- POTONGAN DOKUMEN -
▽

Keseharian anak itu dan adiknya yang sama-sama perempuan, membantu mengurus rumah dan membantu berjualan jajanan yang penghasilannya pun tak seberapa.

Pandemi COVID-19 melanda sejak Maret 2020 lalu hingga dua tahun ini. Mensiasati pembelajaran anak didik, dilakukan pola belajar secara daring (online) di rumah.

Belajar daring itu, mau tidak mau, suka tidak suka, secara tidak langsung mengharuskan murid peserta didik memiliki telepon selular, beserta paket internet.

“Dia ada punya HP tapi HP kecil sudah lama, dan sering error. Jadi kalau dipakai belajar online sering mati hidup, mati hidup. Akhirnya tidak bisa digunakan lagi,” terang Siti.

Keseharian anak didik ini selain sesekali membantu mengurus rumah juga membantu berjualan (Foto : niaga.asia)

Siti memutar kepala agar anak itu tetap bisa belajar. Namun demikian tersadar, tidak ada dana memadai untuk membelikan anak itu telepon selular baru.

Persoalan bukan cuma sampai di situ. Anak itu pun memerlukan pakaian sekolah baru, karena seragam sekolah yang ada sudah cukup kecil dikenakan anak itu.

“Sempat hampir setahun tidak belajar online. Sementara keponakan saya ini ingin sekali belajar, dan pergi ke sekolah. Tapi uang dari mana ya?” ungkap Siti.

Namun sayang selama itu, tidak ada tenaga pendidik dari sekolah itu yang datang menemui anak murid itu di rumahnya, mencari tahu kendala yang dihadapi anak itu. Hingga akhirnya beredar kabar, digelar ujian Semester II kenaikan kelas V pada Senin (30/5) lalu.

“Keponakan saya sempat ditanya teman-temannya kenapa kamu tidak sekolah?” sebut Siti.

Kondisi anak didik itu akhirnya sampai ke telinga relawan sosial. Donatur pun memberikan bantuan membelikan pakaian. Pada hari Senin itu, semestinya murid itu mengikuti ujian di sekolah.

△

Catatan yang diambil dari sebuah dataset
▽

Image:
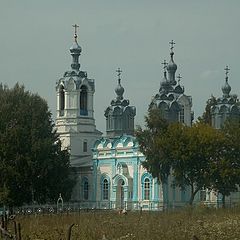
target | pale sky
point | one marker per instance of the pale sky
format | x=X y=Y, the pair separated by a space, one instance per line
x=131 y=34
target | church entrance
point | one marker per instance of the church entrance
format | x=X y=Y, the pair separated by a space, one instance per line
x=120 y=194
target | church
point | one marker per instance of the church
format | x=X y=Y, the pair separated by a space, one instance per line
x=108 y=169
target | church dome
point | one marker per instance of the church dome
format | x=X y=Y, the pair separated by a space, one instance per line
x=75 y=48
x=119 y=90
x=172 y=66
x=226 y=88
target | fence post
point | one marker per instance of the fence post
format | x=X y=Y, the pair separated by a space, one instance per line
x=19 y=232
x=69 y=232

△
▽

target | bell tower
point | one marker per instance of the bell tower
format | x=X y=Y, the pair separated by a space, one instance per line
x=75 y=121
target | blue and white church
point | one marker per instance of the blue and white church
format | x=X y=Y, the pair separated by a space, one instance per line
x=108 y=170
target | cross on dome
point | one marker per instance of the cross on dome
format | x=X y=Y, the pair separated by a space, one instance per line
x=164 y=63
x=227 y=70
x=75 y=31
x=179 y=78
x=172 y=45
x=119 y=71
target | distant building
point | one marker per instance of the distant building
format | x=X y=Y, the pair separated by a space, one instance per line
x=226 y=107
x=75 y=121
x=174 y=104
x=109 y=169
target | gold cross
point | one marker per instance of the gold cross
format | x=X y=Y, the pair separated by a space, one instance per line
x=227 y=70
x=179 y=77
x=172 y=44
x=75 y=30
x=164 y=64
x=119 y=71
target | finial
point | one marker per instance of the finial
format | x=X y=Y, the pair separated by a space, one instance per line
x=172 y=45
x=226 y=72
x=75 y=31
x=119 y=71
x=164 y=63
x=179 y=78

△

- COBA KERJAKAN -
Lanjutkan teks berita tentang murid yang terkendala belajar daring itu, dimulai tepat setelah kalimat terakhirnya.

- JAWABAN TERTULIS -
“Tapi kita gunakan hari Senin itu beli pakaian seragam di Pasar Pagi dari bantuan donatur,” kata salah seorang relawan, M Kadir Zailani (28), di kesempatan yang sama dalam perbincangan di rumah itu.

Murid itu menurut Kadir terlihat bahagia, akan kembali bersekolah dan bertemu teman-temannya saat ujian. Namun sayang, persoalan baru muncul saat anak itu diantar ke sekolahnya sehari kemudian, Selasa (31/5) pagi.

Anak murid itu memang sempat masuk ke ruang kelas di lantai dua untuk mengikuti ujian sekolah. Sementara Kadir, pergi ke luar sekolah membelikan peralatan tulis. Namun belakangan dia terkejut bukan kepalang melihat anak itu justru menangis di pinggir jalan, di luar pagar sekolah. Warga sekitar pun menaruh iba saat itu.

Kadir bertanya kepada murid itu, bahwa perkataan gurunya benar-benar membekas di ingatan, dan membuat dia menangis. Meski murid itu sudah berada di dalam kelas bersiap mengikuti ujian bersama teman-teman sekelasnya.

“Kamu turun dulu, panggil orangtuamu,” kata Siti menirukan pernyataan keponakannya itu dari omongan gurunya.

M Kadir Zailani seorang relawan sosial ikut dalam perbincangan bersama wartawan, Jumat 3 Juni 2022 (Foto : niaga.asia)

Kadir kembali menerangkan, setelah dia mencoba mediasi, murid itu memang sempat hendak dibawa kembali kelasnya untuk mengikuti ujian. Namun sayang, ada salah satu guru lainnya yang menurutnya terkesan menarik tangan murid itu ke lantai dua, dan kembali ke kelas.

“Kondisinya menangis, dia sudah tidak mau ikut ujian,” terang Kadir.

Hingga akhirnya, Siti mendengar kejadian itu kepada keponakannya. Dia pun tidak bisa menyembunyikan air matanya, keponakannya seorang piatu sepeninggal ibu kandungnya, mendapat perlakuan itu.

“Karena takut, keponakan saya tidak mau sekolah di sekolah itu lagi,” ungkap Siti lagi.

“Saya sempat temui guru itu di sekolah. Dia bilang tidak mengusir, cuma bilang begitu (kamu turun dulu, panggil orangtuamu),” jelas Siti.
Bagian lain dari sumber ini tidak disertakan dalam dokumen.